*** Data to use ***

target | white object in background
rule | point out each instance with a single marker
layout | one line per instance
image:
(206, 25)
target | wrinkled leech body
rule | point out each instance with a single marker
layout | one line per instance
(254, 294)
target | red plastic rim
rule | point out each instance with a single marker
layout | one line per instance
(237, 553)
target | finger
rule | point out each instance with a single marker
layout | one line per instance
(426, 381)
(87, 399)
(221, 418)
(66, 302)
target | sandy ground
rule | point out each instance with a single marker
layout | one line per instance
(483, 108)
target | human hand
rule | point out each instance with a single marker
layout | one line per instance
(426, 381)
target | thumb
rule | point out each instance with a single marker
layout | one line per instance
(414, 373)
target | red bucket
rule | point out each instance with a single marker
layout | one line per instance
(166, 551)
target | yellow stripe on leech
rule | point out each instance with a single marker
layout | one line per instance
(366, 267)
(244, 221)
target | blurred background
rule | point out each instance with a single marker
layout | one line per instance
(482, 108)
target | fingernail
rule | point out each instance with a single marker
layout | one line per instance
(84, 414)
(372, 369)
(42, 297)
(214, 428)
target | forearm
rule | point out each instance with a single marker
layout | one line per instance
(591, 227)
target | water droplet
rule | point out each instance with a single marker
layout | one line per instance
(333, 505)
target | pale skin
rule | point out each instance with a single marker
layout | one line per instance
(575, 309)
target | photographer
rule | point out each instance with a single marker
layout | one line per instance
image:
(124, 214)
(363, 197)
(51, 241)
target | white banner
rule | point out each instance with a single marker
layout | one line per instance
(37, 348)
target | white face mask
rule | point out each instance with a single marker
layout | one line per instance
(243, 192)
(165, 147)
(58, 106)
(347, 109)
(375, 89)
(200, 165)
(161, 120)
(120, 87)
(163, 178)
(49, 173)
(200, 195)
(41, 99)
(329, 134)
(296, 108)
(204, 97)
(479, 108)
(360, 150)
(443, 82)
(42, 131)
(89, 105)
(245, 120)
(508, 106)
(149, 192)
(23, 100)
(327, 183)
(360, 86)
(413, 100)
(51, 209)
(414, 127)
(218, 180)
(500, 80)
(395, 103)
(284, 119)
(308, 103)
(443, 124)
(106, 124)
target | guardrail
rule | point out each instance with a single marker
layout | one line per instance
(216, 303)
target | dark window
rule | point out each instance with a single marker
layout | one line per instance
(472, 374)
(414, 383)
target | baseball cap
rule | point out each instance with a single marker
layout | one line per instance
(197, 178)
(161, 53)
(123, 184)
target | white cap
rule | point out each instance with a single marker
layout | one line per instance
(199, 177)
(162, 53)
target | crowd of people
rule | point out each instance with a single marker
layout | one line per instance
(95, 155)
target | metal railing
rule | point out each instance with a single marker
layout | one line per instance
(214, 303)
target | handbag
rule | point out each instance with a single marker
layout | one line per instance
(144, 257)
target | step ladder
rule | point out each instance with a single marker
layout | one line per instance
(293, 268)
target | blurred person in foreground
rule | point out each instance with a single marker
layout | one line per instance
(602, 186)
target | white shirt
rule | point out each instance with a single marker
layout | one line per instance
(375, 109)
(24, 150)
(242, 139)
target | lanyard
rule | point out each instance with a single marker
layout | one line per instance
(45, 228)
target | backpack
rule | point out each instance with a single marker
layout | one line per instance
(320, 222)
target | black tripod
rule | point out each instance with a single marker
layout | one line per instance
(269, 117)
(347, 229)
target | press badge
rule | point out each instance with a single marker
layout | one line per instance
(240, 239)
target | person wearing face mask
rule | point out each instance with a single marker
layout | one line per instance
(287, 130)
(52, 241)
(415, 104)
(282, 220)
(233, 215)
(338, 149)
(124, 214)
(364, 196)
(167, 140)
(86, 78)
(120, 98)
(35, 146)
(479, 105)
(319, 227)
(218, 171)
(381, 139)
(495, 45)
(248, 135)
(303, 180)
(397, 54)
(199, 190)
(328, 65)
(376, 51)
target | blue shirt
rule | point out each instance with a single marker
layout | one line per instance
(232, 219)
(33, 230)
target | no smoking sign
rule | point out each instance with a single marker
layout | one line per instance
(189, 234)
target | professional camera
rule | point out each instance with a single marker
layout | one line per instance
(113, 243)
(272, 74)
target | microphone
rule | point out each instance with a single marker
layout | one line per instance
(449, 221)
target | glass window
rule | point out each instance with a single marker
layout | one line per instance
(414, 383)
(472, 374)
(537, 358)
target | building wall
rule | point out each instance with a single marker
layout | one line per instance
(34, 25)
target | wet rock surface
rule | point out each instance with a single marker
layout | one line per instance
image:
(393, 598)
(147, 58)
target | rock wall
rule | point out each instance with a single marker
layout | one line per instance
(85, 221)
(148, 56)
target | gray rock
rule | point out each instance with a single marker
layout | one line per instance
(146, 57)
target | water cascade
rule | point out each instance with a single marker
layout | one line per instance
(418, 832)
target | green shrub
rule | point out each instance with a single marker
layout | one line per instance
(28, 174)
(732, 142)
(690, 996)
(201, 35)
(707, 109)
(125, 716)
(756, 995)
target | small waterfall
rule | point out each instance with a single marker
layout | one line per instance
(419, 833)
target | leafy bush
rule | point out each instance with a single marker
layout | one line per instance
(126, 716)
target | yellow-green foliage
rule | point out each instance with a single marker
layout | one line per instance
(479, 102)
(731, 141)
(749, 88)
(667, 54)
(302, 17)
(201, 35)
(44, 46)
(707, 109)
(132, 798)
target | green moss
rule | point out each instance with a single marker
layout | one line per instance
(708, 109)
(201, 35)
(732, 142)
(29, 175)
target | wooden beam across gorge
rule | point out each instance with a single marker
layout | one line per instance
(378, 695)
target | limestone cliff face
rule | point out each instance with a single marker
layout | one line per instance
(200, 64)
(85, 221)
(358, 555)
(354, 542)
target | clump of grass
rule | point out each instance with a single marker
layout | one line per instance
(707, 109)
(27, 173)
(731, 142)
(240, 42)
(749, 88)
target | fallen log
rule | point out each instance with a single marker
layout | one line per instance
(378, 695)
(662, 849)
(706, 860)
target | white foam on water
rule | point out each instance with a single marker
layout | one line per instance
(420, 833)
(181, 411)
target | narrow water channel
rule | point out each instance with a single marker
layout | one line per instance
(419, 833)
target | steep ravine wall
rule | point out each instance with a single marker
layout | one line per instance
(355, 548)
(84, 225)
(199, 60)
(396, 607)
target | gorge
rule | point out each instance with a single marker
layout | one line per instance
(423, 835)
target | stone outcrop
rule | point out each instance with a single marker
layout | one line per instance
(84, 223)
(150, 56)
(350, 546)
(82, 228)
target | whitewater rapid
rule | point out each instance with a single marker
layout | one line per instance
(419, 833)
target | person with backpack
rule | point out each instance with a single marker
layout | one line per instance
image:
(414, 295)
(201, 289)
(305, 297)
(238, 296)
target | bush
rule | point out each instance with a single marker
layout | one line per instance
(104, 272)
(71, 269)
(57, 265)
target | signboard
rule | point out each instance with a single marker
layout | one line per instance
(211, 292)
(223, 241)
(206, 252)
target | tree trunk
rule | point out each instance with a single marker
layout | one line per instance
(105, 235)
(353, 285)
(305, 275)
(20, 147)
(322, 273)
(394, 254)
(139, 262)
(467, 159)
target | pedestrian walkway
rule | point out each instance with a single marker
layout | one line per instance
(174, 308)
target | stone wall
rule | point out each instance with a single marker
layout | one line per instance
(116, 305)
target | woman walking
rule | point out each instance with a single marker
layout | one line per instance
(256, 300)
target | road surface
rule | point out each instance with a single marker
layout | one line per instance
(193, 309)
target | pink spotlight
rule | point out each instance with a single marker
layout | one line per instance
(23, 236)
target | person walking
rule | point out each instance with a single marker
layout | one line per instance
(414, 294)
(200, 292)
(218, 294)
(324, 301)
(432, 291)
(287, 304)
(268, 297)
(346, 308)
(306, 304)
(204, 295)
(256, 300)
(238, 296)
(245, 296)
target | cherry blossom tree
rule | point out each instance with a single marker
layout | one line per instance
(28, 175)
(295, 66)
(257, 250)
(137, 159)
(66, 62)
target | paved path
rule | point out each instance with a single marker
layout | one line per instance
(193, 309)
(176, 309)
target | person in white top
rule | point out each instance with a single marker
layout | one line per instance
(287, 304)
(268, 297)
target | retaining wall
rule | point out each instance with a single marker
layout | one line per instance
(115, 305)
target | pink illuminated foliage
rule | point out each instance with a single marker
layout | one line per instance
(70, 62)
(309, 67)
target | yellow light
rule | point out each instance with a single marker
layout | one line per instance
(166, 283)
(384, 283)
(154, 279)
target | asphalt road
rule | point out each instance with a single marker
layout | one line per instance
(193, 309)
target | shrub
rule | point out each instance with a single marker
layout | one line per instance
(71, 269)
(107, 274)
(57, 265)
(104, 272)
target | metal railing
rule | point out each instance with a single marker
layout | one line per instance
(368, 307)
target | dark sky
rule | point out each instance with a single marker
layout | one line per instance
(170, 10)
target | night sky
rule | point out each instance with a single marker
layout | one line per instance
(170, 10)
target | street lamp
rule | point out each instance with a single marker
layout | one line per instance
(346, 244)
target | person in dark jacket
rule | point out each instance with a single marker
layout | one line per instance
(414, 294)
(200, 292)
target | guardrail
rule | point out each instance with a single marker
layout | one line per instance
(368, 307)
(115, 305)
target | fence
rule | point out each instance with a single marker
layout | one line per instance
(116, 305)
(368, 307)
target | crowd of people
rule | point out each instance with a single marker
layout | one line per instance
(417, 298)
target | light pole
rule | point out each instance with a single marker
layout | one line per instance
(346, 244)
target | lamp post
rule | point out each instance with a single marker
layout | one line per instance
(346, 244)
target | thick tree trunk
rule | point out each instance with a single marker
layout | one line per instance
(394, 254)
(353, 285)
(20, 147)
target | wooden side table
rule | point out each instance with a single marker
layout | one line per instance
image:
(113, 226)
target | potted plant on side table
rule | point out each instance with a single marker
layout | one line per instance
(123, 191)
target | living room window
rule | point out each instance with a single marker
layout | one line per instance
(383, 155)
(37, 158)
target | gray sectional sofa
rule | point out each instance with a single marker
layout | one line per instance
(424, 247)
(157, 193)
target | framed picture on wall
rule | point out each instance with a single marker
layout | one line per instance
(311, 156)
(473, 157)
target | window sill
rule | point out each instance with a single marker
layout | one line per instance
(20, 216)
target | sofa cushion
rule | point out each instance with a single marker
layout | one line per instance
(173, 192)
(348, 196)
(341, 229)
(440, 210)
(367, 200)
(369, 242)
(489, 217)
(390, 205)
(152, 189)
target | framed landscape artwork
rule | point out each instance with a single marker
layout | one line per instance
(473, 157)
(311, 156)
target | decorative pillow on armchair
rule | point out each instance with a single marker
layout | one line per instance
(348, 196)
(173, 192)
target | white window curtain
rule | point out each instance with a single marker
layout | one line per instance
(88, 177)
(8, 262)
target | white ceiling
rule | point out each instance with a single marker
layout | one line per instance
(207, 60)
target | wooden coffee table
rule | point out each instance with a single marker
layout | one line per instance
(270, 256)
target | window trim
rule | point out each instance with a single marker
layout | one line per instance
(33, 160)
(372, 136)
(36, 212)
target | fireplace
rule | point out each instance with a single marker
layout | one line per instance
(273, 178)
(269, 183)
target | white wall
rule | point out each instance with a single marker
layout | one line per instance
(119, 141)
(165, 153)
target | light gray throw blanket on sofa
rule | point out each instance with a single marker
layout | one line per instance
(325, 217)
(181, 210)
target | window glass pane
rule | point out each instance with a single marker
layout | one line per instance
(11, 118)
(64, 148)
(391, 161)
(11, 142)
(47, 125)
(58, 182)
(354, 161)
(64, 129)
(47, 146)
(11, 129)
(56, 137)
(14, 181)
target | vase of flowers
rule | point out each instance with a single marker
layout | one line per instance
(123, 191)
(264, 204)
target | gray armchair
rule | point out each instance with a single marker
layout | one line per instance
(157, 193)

***

_What to do_. Give back, unchanged, every line from the one with "target | light gray throw blanket on sofa" to the end of the entries above.

_Answer to the problem_.
target | light gray throw blanket on sofa
rule | point out each instance with a single marker
layout | one line per instance
(325, 217)
(181, 210)
target | window glass pane
rule | point out each instance with a single marker
layout | one line per instance
(11, 118)
(64, 148)
(391, 161)
(11, 142)
(47, 125)
(58, 182)
(354, 161)
(64, 129)
(47, 146)
(11, 129)
(56, 137)
(14, 181)
target | vase of flowers
rule | point out each instance with a single marker
layout | one line per instance
(123, 191)
(264, 204)
target | gray armchair
rule | point out each instance with a single marker
layout | one line per instance
(157, 193)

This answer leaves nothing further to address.